----- EXTRACT TO READ

[open-science] Big and open data – who should bear data transfer costs?
Lukasz Bolikowski
l.bolikowski at icm.edu.pl
Sat May 17 08:06:46 UTC 2014
Dear all,
when compiling a list of big, open, publicly available, data sets for my
students to use in their projects, I recently stumbled upon an
interesting problem: as the cost of transferring a large data set from A
to B is not negligible and someone has to bear that cost, what does
"open" mean in case of "big data"?
For example, Amazon Web Services offer a treasure trove of data sets,
some on CC-BY or CC-BY-SA licenses:
http://aws.amazon.com/publicdatasets/
Understandably, Amazon charges for data transfers out of its
infrastructure. When you rent Amazon's infrastructure in the same
region in which the interesting data set is located, you're not charged
for the transfer (but you are charged for the machines you use).

----------
----- RECORDS

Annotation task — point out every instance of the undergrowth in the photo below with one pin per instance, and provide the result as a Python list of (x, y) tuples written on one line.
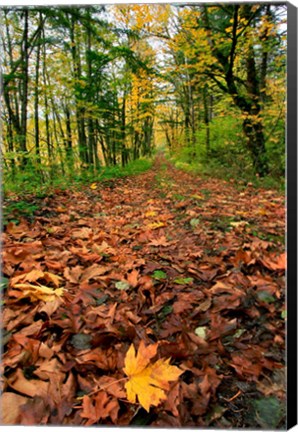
[(23, 193)]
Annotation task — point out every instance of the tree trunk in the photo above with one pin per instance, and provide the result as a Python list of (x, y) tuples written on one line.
[(206, 119), (36, 104), (24, 89)]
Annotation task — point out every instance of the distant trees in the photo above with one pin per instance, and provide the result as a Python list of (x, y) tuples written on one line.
[(90, 86), (236, 50)]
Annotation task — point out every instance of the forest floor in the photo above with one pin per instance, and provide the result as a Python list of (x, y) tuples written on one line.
[(196, 265)]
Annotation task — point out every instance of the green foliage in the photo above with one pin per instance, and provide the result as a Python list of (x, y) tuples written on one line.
[(228, 157), (42, 183), (13, 211)]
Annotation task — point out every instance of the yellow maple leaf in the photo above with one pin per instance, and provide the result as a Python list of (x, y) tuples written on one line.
[(39, 292), (148, 381), (150, 213)]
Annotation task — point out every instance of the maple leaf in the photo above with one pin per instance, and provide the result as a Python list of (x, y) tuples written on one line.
[(34, 292), (148, 381), (155, 225)]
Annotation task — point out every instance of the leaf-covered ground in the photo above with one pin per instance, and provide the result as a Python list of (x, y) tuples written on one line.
[(195, 265)]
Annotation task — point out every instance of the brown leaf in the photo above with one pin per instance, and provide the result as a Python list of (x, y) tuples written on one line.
[(10, 408), (93, 271), (31, 388)]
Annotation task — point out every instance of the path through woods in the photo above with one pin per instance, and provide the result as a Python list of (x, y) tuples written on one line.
[(194, 264)]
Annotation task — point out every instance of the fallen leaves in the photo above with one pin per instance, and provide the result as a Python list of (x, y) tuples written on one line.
[(147, 381), (198, 277)]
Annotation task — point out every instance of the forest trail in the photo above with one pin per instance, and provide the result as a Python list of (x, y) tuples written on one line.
[(194, 264)]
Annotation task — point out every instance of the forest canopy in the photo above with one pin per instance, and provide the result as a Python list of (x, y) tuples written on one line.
[(99, 86)]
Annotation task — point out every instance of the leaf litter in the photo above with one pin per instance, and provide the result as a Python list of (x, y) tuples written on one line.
[(131, 299)]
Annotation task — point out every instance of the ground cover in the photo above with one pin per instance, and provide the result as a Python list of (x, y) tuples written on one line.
[(192, 266)]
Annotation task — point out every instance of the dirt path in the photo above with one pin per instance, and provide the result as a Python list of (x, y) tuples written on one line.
[(196, 265)]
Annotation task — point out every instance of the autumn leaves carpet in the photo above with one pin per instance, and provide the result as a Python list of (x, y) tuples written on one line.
[(165, 264)]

----------

- **WHAT TO DO**
1. Edit the post on big open data by copying everything from "For example, Amazon" down to "machines you use)." with "treasure trove" changed to "rich collection".
2. Does the post on big open data support each of these statements? (a) Amazon charges for transferring data out of its infrastructure. (b) Renting Amazon machines in the same region as the data set costs nothing. (c) Every data set Amazon Web Services offers is under a CC-BY or CC-BY-SA license.

- **SOLUTIONS BELOW**
1.
For example, Amazon Web Services offer a rich collection of data sets,
some on CC-BY or CC-BY-SA licenses:
http://aws.amazon.com/publicdatasets/
Understandably, Amazon charges for data transfers out of its
infrastructure. When you rent Amazon's infrastructure in the same
region in which the interesting data set is located, you're not charged
for the transfer (but you are charged for the machines you use).

2.
(a) Yes: "Amazon charges for data transfers out of its infrastructure."
(b) No: "(but you are charged for the machines you use)."
(c) No: "some on CC-BY or CC-BY-SA licenses."